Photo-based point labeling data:
......
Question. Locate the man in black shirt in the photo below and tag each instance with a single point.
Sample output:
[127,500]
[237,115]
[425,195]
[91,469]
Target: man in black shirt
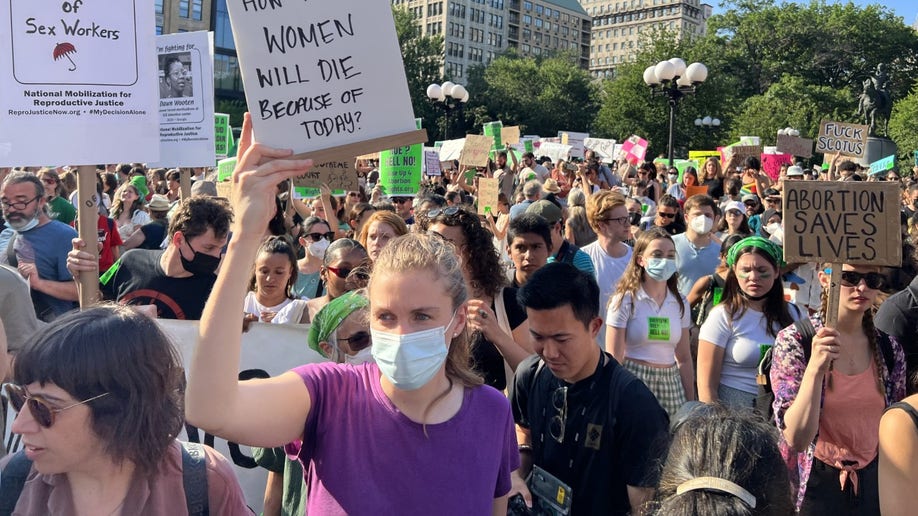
[581,416]
[176,280]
......
TASK TO CARRY OUT:
Write out every one of the lines above in full, moving each answer point by adding 19 to both of its coordinates. Leave the pictures out.

SOLUTION TO THIS PROBLEM:
Question. Locate the man in black shirt in the photo below and tag each instance with a single point.
Sample output:
[127,500]
[237,115]
[425,195]
[91,469]
Target: man in black shirt
[600,435]
[195,299]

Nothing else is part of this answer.